Objective:
Reproduce the passage below about the cabinet house word for word, keeping its punctuation and paragraph breaks unchanged.

Text passage:
The accuracy of the cabinet is eerie, as if the real house has been shrunk, its body sliced in two and its organs revealed. The nine rooms, from the working kitchen, the salon, up to the loft where the peat and firewood are stored away from the damp, are perfect replicas. ‘It’s got a hidden cellar too,’ Johannes says, lifting the floor up between the working and best kitchens, to reveal a concealed empty space. The ceiling in the best kitchen has even been painted with an identical trick of the eye. Nella remembers her conversation with Otto. Things will spill over, he’d said, pointing his finger to that unreal dome. …

‘I thought it would be a good surprise,’ Johannes says.
‘But, Seigneur,’ says Nella. ‘What must I do with it?’
Johannes looks at her, slightly blank. He rubs the velvet curtains between forefinger and thumb before drawing them shut. ‘You’ll think of something.’

Nella, although not sure if, at the age of eighteen, a doll’s house is appropriate for her, engages the services of a miniaturist whom she finds in the list of local traders to furnish and populate it. She never actually meets the miniaturist, yet the pieces provided are strangely accurate, as if the artisan knows the house and its inhabitants … Meanwhile, as she gets to know the household she begins to uncover secrets, dangerous ones that could be the downfall of them all.

Information shown:

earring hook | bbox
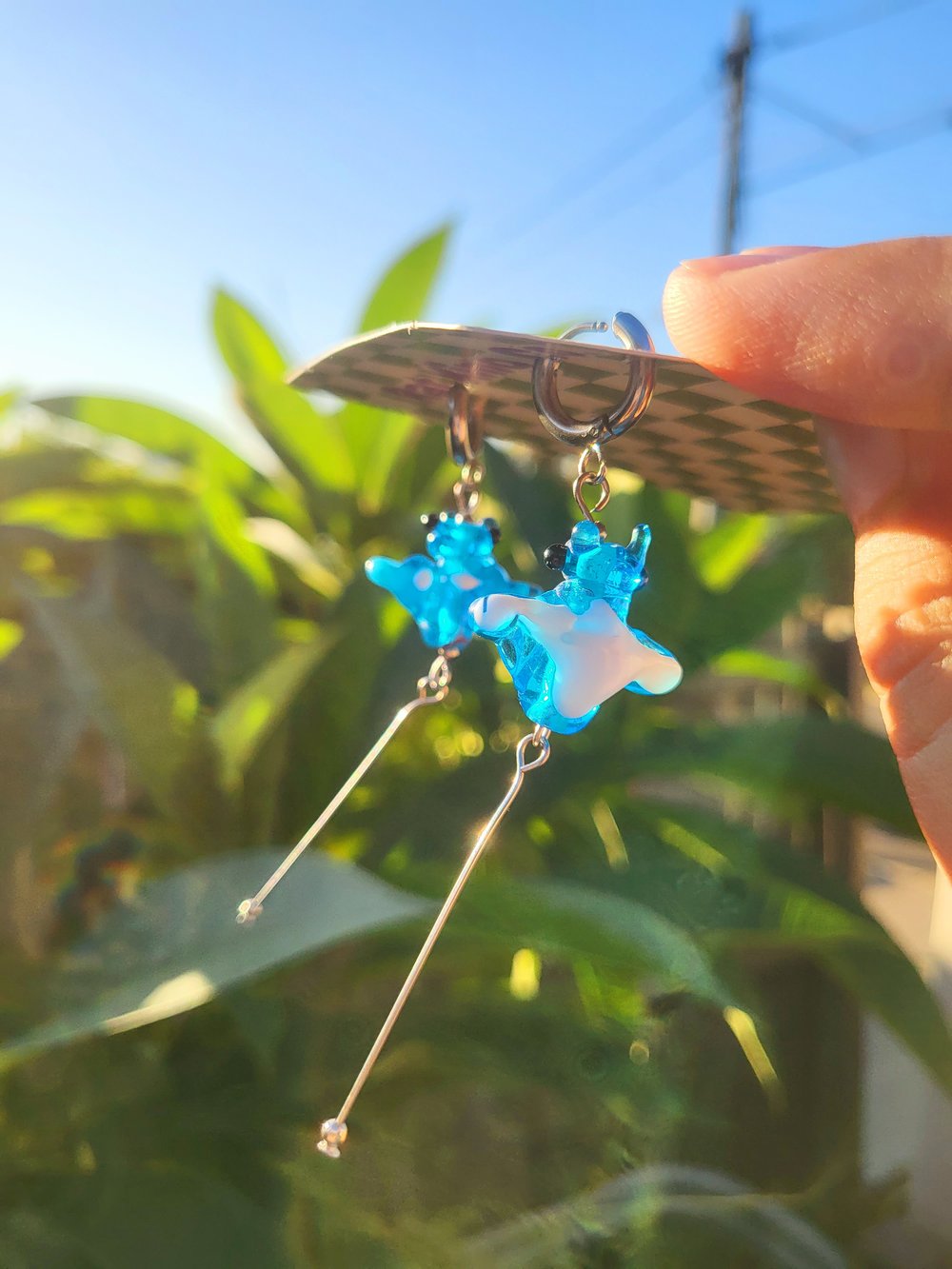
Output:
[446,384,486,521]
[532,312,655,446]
==
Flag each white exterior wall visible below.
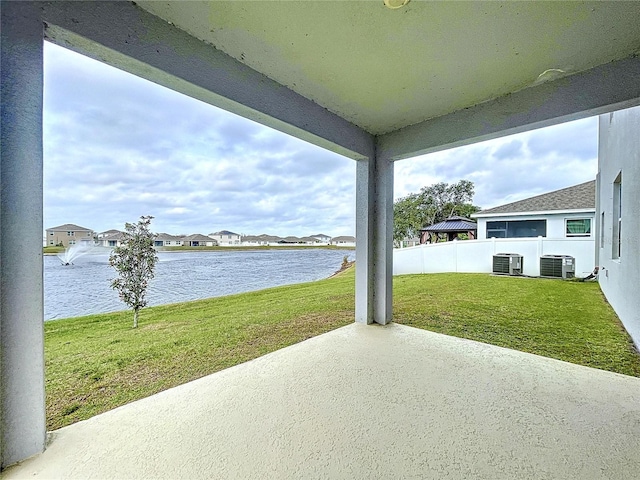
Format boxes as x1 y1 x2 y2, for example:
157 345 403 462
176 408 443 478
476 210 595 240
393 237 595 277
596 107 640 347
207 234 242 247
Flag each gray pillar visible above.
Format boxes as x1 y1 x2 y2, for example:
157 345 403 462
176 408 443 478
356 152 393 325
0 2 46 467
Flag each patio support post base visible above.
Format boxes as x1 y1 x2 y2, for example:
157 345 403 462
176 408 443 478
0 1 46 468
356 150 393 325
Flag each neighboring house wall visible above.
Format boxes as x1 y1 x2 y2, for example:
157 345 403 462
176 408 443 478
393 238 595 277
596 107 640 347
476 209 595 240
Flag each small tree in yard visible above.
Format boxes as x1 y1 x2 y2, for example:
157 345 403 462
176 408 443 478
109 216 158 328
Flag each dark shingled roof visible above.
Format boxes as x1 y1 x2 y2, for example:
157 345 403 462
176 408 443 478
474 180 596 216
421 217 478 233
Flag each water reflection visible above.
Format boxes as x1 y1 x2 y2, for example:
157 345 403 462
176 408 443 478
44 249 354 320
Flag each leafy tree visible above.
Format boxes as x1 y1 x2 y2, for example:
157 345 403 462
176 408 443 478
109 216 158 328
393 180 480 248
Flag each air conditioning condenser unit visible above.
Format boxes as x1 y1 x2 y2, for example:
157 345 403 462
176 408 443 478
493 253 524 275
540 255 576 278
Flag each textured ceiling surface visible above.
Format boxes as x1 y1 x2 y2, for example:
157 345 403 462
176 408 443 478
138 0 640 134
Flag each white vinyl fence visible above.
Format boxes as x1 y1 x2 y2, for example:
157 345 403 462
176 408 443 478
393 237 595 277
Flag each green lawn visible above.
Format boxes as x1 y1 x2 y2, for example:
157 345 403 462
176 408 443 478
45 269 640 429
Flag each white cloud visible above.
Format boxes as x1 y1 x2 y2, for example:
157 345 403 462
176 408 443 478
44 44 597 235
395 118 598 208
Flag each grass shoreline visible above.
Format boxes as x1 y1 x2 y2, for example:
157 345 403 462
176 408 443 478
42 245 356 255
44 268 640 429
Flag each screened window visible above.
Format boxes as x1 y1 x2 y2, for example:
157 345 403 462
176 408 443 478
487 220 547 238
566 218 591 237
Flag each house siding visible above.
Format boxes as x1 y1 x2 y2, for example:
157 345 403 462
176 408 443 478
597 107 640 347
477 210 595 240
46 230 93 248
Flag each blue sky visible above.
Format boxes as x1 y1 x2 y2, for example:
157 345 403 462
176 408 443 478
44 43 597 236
==
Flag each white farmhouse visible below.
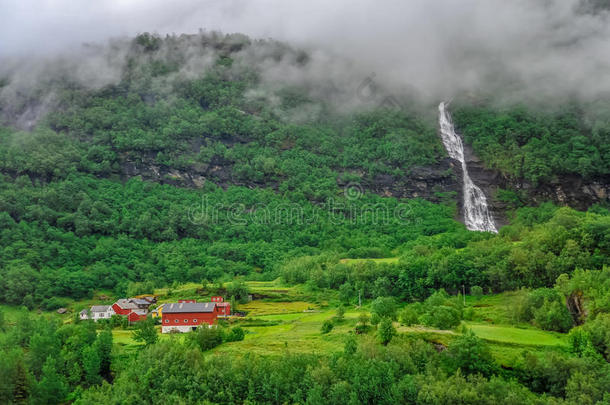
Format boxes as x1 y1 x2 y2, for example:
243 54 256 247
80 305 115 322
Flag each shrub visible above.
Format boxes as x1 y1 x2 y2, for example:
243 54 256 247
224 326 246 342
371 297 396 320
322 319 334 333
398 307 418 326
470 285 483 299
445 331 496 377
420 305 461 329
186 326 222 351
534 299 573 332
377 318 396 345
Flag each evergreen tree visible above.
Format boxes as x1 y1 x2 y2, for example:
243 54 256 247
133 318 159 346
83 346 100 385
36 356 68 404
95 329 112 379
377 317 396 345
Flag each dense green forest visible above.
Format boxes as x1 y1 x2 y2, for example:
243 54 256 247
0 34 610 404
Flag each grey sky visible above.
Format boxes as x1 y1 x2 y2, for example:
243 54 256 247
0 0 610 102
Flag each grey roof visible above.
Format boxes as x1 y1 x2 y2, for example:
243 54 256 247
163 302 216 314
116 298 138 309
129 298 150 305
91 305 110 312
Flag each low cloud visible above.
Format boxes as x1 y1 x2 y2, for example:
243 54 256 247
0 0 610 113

Solution:
The accuracy of the cabinet is eerie, as if the real house has been shrunk, its body sliced in two and its organs revealed. The nine rooms, from the working kitchen, the salon, up to the loft where the peat and firewood are stored away from the damp, are perfect replicas. ‘It’s got a hidden cellar too,’ Johannes says, lifting the floor up between the working and best kitchens, to reveal a concealed empty space. The ceiling in the best kitchen has even been painted with an identical trick of the eye. Nella remembers her conversation with Otto. Things will spill over, he’d said, pointing his finger to that unreal dome. …

‘I thought it would be a good surprise,’ Johannes says.
‘But, Seigneur,’ says Nella. ‘What must I do with it?’
Johannes looks at her, slightly blank. He rubs the velvet curtains between forefinger and thumb before drawing them shut. ‘You’ll think of something.’

Nella, although not sure if, at the age of eighteen, a doll’s house is appropriate for her, engages the services of a miniaturist whom she finds in the list of local traders to furnish and populate it. She never actually meets the miniaturist, yet the pieces provided are strangely accurate, as if the artisan knows the house and its inhabitants … Meanwhile, as she gets to know the household she begins to uncover secrets, dangerous ones that could be the downfall of them all.